TIPI E VARIETÀ COLTIVATE
Due sono le specie di goji più diffuse: Lycium barbarum e Lycium chinense, entrambe sono piante decidue arbustive a portamento rampicante, appartenenti alla famiglia delle Solanacee, caratterizzate da frutti ellissoidali di colore rosso-arancio brillante. Le due specie sono molto affini come aspetto: entrambe hanno una lunga tradizione come piante alimentari in Cina e in altri paesi del continente asiatico. La prima, L. barbarum, produce bacche più grandi e pregiate e ha conquistato rapidamente il mercato mondiale degli alimenti salutistici, mentre la seconda, che si distingue oltre che per le bacche, per la maggiore velocità con cui entra in produzione, si è meno affermata nonostante il prezzo di vendita più basso. Negli ultimi anni, si sta anche affermando via via il goji nero, il L. ruthencium, molto rustico ma dalle bacche costose.
Per quanto riguarda il portamento, il L. barbarum raggiunge anche i 3 metri di altezza, mentre il chinense rimane più contenuto di taglia, e questo fattore può essere decisivo nel momento di scegliere quale specie ospitare nel nostro orto.
Tutte le specie presentano fino a 3 fiori all’ascella delle foglie, e come frutto hanno una bacca ovoidale ad apice tendenzialmente acuto, lunga dai 6 ai 20 mm e larga 3-8 mm.
La pianta del goji cresce rapidamente, anche fino a 1,5 metri l’anno, e in assenza di potatura forma un cespuglio vigoroso e disordinato, che ricorda i rovi spontanei.
Reperibilità della semente. Si possono trovare abbastanza facilmente piantine di goji presso molti vivai e centri di giardinaggio. Avviare la coltivazione a partire dalla semina sarebbe un processo troppo lento, visto che il goji richiede diversi anni per entrare in produzione.
ESIGENZE DELLA PIANTA
Terreno, posizione e clima. Il goji si adatta a diversi tipi di terreno, predilige quelli a pH neutro, ben drenati e profondi, che possono garantire uno strato di terra adeguato alle sue radici voluminose. Richiede un’esposizione di sole pieno, mentre si adatta benissimo ai vari climi: fortunatamente resiste sia al freddo invernale intenso che al caldo estivo.

■ **ESTRATTO DEI DATI**
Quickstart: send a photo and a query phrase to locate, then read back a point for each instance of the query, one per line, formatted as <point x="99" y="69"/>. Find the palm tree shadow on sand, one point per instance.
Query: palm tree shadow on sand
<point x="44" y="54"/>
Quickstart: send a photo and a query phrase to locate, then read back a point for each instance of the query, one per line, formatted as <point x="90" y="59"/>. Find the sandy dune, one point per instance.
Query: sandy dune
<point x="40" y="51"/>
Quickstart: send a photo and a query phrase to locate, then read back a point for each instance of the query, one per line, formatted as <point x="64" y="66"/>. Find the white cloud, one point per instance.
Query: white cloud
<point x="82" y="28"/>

--

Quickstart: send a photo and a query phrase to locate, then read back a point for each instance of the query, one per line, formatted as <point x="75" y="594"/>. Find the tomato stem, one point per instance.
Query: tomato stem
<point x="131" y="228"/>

■ **CONSEGNA**
Ricopia parola per parola il brano sul goji, cominciando da "Tutte le specie" e proseguendo fino a "larga 3-8 mm.".

■ **SOLUZIONE**
Tutte le specie presentano fino a 3 fiori all’ascella delle foglie, e come frutto hanno una bacca ovoidale ad apice tendenzialmente acuto, lunga dai 6 ai 20 mm e larga 3-8 mm.